- [Stored records]
-=-=-=-=-

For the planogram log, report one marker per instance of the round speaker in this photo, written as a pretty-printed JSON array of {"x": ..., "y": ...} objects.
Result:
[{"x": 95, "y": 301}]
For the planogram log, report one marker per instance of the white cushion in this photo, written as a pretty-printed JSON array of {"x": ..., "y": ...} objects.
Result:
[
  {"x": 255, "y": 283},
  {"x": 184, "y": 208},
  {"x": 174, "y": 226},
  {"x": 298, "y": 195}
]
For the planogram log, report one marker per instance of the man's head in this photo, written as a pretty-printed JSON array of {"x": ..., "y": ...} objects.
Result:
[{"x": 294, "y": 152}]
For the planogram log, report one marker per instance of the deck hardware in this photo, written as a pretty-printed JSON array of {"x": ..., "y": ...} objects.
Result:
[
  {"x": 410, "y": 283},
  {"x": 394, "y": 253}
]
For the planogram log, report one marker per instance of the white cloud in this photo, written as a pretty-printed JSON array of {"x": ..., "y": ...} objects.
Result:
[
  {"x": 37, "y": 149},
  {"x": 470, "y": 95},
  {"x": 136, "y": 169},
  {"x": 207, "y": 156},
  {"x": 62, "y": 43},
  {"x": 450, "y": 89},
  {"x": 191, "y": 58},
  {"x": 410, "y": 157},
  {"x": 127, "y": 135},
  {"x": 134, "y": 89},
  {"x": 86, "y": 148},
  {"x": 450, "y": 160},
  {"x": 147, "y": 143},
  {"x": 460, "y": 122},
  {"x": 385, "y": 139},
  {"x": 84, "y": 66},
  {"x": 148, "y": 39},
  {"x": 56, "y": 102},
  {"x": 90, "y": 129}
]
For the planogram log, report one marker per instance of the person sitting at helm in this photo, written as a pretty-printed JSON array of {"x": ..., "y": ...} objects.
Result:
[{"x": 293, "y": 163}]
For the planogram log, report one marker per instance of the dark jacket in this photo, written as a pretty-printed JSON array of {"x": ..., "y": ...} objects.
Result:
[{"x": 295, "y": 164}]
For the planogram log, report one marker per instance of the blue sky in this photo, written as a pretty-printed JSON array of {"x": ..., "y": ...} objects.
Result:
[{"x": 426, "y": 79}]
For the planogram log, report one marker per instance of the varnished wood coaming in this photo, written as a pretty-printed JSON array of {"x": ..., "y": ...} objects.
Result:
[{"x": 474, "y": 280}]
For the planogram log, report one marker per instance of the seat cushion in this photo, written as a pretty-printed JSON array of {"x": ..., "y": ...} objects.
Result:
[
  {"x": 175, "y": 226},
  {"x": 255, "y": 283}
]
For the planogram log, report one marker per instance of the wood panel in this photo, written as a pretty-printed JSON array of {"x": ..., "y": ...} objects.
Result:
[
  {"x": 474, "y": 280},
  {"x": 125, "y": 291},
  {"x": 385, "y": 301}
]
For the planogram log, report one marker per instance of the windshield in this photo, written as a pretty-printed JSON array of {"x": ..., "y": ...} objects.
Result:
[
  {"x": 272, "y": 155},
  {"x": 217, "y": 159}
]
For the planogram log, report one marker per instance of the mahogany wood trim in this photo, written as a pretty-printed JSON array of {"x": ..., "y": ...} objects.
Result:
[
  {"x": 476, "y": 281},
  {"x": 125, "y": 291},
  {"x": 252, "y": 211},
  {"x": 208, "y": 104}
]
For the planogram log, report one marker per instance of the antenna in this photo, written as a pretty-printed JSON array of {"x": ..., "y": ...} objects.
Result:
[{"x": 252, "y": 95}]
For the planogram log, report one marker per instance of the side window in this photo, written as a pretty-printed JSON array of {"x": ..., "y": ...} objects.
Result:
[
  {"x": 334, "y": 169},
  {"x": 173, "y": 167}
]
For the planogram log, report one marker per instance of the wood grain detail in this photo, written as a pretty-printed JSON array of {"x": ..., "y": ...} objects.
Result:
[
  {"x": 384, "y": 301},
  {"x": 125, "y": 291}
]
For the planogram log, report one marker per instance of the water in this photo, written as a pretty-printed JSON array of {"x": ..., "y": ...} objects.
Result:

-=-=-=-=-

- [Exercise objective]
Copy down the material exactly as written.

- [Solution to this task]
For the planogram log, report one marker per instance of the round speaker in this photo, written as a pretty-printed JSON array of {"x": ..., "y": ...} objects.
Result:
[{"x": 95, "y": 301}]
For the planogram log, report one marker per instance of the white cushion in this photo, written as a pretty-printed JSON array of {"x": ..., "y": ...} objects.
Result:
[
  {"x": 255, "y": 283},
  {"x": 184, "y": 208},
  {"x": 174, "y": 226},
  {"x": 298, "y": 195}
]
For the planogram log, report one marker per instance of the man's head in this photo, written as a pretty-printed JSON array of {"x": ..., "y": ...} objects.
Result:
[{"x": 294, "y": 152}]
For the planogram log, report one marker per instance of the deck hardware in this photo, written as a pretty-printed JSON array of {"x": ..., "y": ...} objects.
Result:
[
  {"x": 410, "y": 283},
  {"x": 394, "y": 253}
]
For the planogram log, report one marker per instance of the white cloud in this photo, written as a pretty-printed JSON array of {"x": ..., "y": ...} objects.
Result:
[
  {"x": 37, "y": 149},
  {"x": 470, "y": 95},
  {"x": 136, "y": 169},
  {"x": 207, "y": 156},
  {"x": 62, "y": 43},
  {"x": 450, "y": 89},
  {"x": 191, "y": 58},
  {"x": 410, "y": 157},
  {"x": 127, "y": 135},
  {"x": 134, "y": 89},
  {"x": 86, "y": 148},
  {"x": 450, "y": 160},
  {"x": 147, "y": 143},
  {"x": 460, "y": 122},
  {"x": 385, "y": 139},
  {"x": 84, "y": 66},
  {"x": 148, "y": 39},
  {"x": 56, "y": 102},
  {"x": 90, "y": 129}
]
For the planogram log, report one marker per instance of the person sitting at helm in this photo, written as a pretty-printed JSON array of {"x": ..., "y": ...} objects.
Result:
[{"x": 293, "y": 163}]
For the planogram log, report one marker per instance of the dark jacket in this photo, written as a pretty-printed JSON array of {"x": ..., "y": ...} objects.
Result:
[{"x": 295, "y": 164}]
For the planogram log, report one marker per instance of the blue sky in this photo, written as a pretty-printed JSON array of {"x": ..., "y": ...} objects.
Result:
[{"x": 426, "y": 79}]
For the planogram log, report one marker per instance of the varnished wood coaming in this photo, written as a pretty-printed JSON array of {"x": ..., "y": ...} objects.
Result:
[{"x": 474, "y": 280}]
For the planogram log, report one marker per instance of the seat cushion in this photo, written as a pretty-printed JSON array of {"x": ..., "y": ...} objects.
Result:
[
  {"x": 175, "y": 226},
  {"x": 255, "y": 283}
]
For the planogram log, report one marker per instance of the wood panel in this photo, written as a pretty-printed JSON array of {"x": ..., "y": ...} objects.
Result:
[
  {"x": 474, "y": 280},
  {"x": 125, "y": 291},
  {"x": 385, "y": 301}
]
For the planogram log, report one marker per instance of the windshield in this photo, written as a pretty-printed JSON array of {"x": ..., "y": ...} objects.
Result:
[
  {"x": 272, "y": 155},
  {"x": 217, "y": 159}
]
For the planogram log, report one marker per instance of the mahogany wood trim in this photo, written as a pretty-printed JSON array of {"x": ..., "y": ...} objects.
Result:
[
  {"x": 476, "y": 281},
  {"x": 125, "y": 291},
  {"x": 252, "y": 211},
  {"x": 208, "y": 104}
]
For the planogram log, report one marker per instance of the antenna in this photo, written as a pretty-printed JSON array of {"x": ..., "y": ...} objects.
Result:
[{"x": 252, "y": 95}]
For the planogram log, report one marker per instance of the side window in this photo, written as a pretty-printed JSON array of {"x": ..., "y": ...} objects.
Result:
[
  {"x": 334, "y": 169},
  {"x": 173, "y": 167}
]
For the planogram log, report one marker per instance of the wood grain detail in this photo, written as a pretty-printed JSON array of {"x": ..., "y": ...} objects.
Result:
[
  {"x": 384, "y": 301},
  {"x": 125, "y": 291}
]
For the planogram log, report one marker per instance of the water in this photo, written as a pretty-printed JSON array of {"x": ..., "y": ...} objects.
Result:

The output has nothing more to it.